*** Opening of PASSAGE PROVIDED ***

Hyundai, Castrol, others are pitching everyday heroism as their brand value

Hyundai in its advertisement talks about the heroism of Santro drivers
In the few seconds that ads have today to have their say before a viewer turns it off or shuts down the tab, the challenge is to tell a story compelling enough to keep all eyes on the screen. One way a number of brands are finding they can do that is by making heroes out of the invisible common man–be it their own customer, their employees or the humble middleman influencing the final buy. In more and more advertisements the product has moved off centre-stage.

In one of its recent ad films, automaker Hyundai for instance, does not talk about the car, its powerful engines or other features or a smooth drive. Instead, the ad is about an army major’s encounter with a stranger who went out of his way to help him in a moment of great distress. He is felicitated as a hero, the car gets just a passing reference. While stories around soldiers and armies are de rigueur in the present environment, the hero of this ad film is not the army major or the car, but the man who is driving the car–Hyundai’s two-decade-old Santro model. 

“Advertising today has changed so much, that ‘buy me buy me’ does not work, brands need a reason good enough and stories bring out the right emotions. Either one has to pat his own back, or pat the consumer’s. It is always better to pat the consumer’s back. That is the whole idea of consumer engagement,” said KV Sridhar, founder, Hypercollective.com. In Hyundai’s case clearly, it is the customer who is being applauded for his right choice.

While Hyundai is talking about its product through the consumer, diagnostic services lab Metropolis Healthcare and online food delivery service provider Swiggy have made technicians and delivery boys, respectively, the protagonists of their ads. The brand conveys its values through these characters but more importantly, the ad seeks an emotional response from the viewer.

According to a study on consumer neuroscience in the Nielsen Journal of Measurement (From theory to common practice: Consumer neuroscience goes mainstream, 2016), “Early thinking was that advertising worked by communicating facts about the benefits of a product or service, and that consumers proceeded to use those facts, rationally, to evaluate the touted benefits against their own needs and desires. There’s now strong evidence to suggest that this is not the case. What is becoming clear from the recent research is that effective advertising succeeds in eliciting an emotional response from consumers.”

Sandeep Goyal, founder for Mogae Media says that the recent ads fit the bill, not just because they trigger the right emotional neurons but also because they convey the value of the product or the service through these characters. “Making the user the hero is a sensible marketing strategy. Also, it gets the customer to believe what is described in classical marketing as “Oh, I was righter than I thought”. That is, I made a good decision to use this product,” he said.

*** Close of PASSAGE PROVIDED ***

#### [ACTIVITIES]
1) Reproduce the advertising article from "While Hyundai is" up to and including "from the viewer.", switching "protagonists" to "central characters".
2) Answer these questions about the advertising article:
(a) Which Hyundai model is driven by the hero of the ad film?
(b) Who is the founder of Hypercollective.com?
(c) Of which company is Sandeep Goyal the founder?
3) Please extend the article on brands pitching everyday heroism, carrying on after its final sentence.

*** Opening of INFORMATION ***

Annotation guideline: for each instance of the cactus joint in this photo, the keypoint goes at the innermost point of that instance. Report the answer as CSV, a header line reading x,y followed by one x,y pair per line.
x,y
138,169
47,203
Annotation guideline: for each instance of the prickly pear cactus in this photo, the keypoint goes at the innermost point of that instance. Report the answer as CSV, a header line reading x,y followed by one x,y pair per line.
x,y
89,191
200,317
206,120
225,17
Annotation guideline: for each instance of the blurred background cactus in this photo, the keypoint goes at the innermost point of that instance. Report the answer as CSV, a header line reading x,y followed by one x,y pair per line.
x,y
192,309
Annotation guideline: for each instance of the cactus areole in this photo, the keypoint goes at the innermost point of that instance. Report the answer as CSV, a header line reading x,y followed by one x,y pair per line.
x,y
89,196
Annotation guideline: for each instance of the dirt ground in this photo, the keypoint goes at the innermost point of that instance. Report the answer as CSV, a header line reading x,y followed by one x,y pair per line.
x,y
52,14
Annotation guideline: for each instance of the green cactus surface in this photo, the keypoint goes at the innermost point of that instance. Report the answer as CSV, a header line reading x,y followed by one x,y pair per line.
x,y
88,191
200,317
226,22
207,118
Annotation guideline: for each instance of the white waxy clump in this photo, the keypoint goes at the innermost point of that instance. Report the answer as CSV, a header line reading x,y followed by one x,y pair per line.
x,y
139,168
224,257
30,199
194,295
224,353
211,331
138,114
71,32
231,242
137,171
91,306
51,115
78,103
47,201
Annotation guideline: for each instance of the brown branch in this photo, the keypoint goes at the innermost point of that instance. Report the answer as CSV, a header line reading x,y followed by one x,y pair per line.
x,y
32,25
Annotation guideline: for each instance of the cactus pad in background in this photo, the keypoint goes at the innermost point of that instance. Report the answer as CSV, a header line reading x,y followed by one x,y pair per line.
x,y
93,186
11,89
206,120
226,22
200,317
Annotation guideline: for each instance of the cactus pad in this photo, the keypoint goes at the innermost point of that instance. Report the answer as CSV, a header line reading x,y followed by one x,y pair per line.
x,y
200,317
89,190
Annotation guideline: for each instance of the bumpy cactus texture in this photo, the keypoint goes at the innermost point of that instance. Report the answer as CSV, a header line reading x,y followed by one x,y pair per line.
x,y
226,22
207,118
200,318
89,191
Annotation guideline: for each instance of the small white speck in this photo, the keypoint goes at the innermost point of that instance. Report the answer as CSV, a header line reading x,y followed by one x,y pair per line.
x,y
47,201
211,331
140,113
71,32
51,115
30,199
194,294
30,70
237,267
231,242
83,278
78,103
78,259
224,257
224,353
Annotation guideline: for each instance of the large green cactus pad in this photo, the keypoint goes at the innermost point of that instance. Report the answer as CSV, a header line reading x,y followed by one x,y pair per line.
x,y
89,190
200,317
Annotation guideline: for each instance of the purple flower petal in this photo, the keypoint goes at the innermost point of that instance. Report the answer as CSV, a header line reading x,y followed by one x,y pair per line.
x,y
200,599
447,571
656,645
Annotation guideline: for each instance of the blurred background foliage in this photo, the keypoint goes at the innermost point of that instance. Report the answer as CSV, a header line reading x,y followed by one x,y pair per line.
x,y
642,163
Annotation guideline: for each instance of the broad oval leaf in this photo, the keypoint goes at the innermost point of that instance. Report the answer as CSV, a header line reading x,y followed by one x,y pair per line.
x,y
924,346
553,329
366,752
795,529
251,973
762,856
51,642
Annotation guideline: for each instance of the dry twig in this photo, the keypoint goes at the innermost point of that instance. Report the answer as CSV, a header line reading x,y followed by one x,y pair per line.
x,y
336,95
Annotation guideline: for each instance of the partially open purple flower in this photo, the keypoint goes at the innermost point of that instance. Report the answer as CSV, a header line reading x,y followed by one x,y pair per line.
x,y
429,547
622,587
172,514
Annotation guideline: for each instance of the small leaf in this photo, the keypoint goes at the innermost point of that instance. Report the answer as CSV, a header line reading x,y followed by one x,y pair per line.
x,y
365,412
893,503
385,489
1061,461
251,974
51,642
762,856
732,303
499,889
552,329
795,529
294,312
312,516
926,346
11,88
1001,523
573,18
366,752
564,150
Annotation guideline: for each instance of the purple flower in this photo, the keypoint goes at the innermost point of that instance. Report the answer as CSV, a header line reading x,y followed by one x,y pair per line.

*** Close of INFORMATION ***

#### [RESPONSES BY TASK]
1)
While Hyundai is talking about its product through the consumer, diagnostic services lab Metropolis Healthcare and online food delivery service provider Swiggy have made technicians and delivery boys, respectively, the central characters of their ads. The brand conveys its values through these characters but more importantly, the ad seeks an emotional response from the viewer.

2)
(a) The Santro, Hyundai's two-decade-old model.
(b) KV Sridhar.
(c) Mogae Media.

3)
It also works, to an extent, in giving employees at these organisations a sense of belonging and well-being. By giving delivery boys or mechanics as lubricant manufacturer Castrol India has done with its ads, a place of honour in the brand’s communication with customers, the brands are also talking to their own employees. Besides in the lubricant business, a word from the trusted mechanic surely helps convert consumer interest into a sales figure.  In the Castrol Super Mechanic contest, which is in its second year now, mechanics are quizzed on their skills through a phone based round followed by theory and practical rounds.  The winners are then showcased through advertisements in local newspapers and outdoor hoardings “This makes them heroes in their community, thus encouraging more mechanics to join the profession. As a market leader, we took upon ourselves to upskill mechanics. We have several initiatives wherein we speak to mechanics about changing engines, role of lubricants and customer service,” a spokesperson for Castrol said in an email response. 

Metropolis Healthcare, in its #Feverfighter campaign, presents its representatives in charge of home-based testing and timely delivery of medical reports as heroes. “Our promise is to deliver accurate reports within six hours of sample collection. Additionally, we have also introduced a 24x7 sample collection for the benefit of our patients. It is the dedication, empathy and the efficiency of our fever fighters; pathologists, technicians, phlebotomist and the customer service team who make it possible for us to deliver our promise,” said Piyush Kumar, chief marketing officer for Metropolis Healthcare.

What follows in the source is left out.